A 10th area, the southern island prefecture of Okinawa, is already under emergency status until 20 June.

Olympic organisers must decide at around that time whether to allow any spectators to attend the Games, after overseas fans were banned months ago.

Concerns about COVID-19 variants and a slow vaccination rollout have prompted urgent calls from doctors, business leaders and many members of the pubic to cancel the Games, due to start on 23 July after being postponed for a year due to the pandemic.

A leading medic in Japan has even warned this summer's event - still known as Tokyo 2020 - could lead to the emergence of an "Olympic" strain of the coronavirus.

Polls show a majority of Japanese want the tournament either cancelled or put off again. Only 2.3% of the population has been fully vaccinated, and the current phased targeting of older adults is not due to finish before the Olympics gets under way.

Japan has reported about 730,000 cases of infection and more than 12,700 deaths in total.

But Prime Minister Yoshihide Suga and his government are determined to host the Olympics.

The PM said: "I am aware that many people are voicing concern about holding the Olympics and Paralympics. I take them seriously, and I will proceed with preparations for a safe and secure Games."

The International Olympic Committee (IOC) has also said the event would go ahead even if the host city Tokyo was under emergency measures.

While international spectators will not be allowed, some 90,000 people including athletes and their delegations will be attending the event.

IOC president Thomas Bach has said 80% of the 10,500 competitors expected in Japan would be vaccinated and has urged Olympians to get their jabs if they can.

Delegates must also be tested before and after arrival.

Meanwhile, the president of the organising committee has hinted that even domestic supporters may be barred from attending venues.

Seiko Hashimoto said: "We would like to make a decision as soon as possible (on fans), but after the state of emergency is lifted we will assess."

"There are many people who are saying that for the Olympic Games we have to run without spectators, although other sports are accepting spectators," she added.

"So we need to keep that in mind. We need to avoid that the local medical services are affected. We need to take those things into consideration before agreeing on the spectator count."

+-------+

## What to work on
[1] Which people does the Tokyo Olympics passage mention by name?
[2] Can you sum up the Tokyo Olympics passage in two sentences?
The data after this point is separate material and has no connection to the Tokyo Olympics passage.

## Supplied material
+-------+

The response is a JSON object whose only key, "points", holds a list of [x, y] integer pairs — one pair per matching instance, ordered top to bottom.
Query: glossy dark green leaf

+-------+

## Your responses
[1] Yoshihide Suga, Thomas Bach, Seiko Hashimoto

[2] Doctors, business leaders and members of the public have called for the Games, due to start on 23 July, to be canceled over COVID-19 variants and a slow vaccination rollout, yet Prime Minister Yoshihide Suga's government is determined to host them and the IOC says they will go ahead. Overseas fans are already banned, and the organizing committee president has hinted that domestic supporters may also be barred from venues.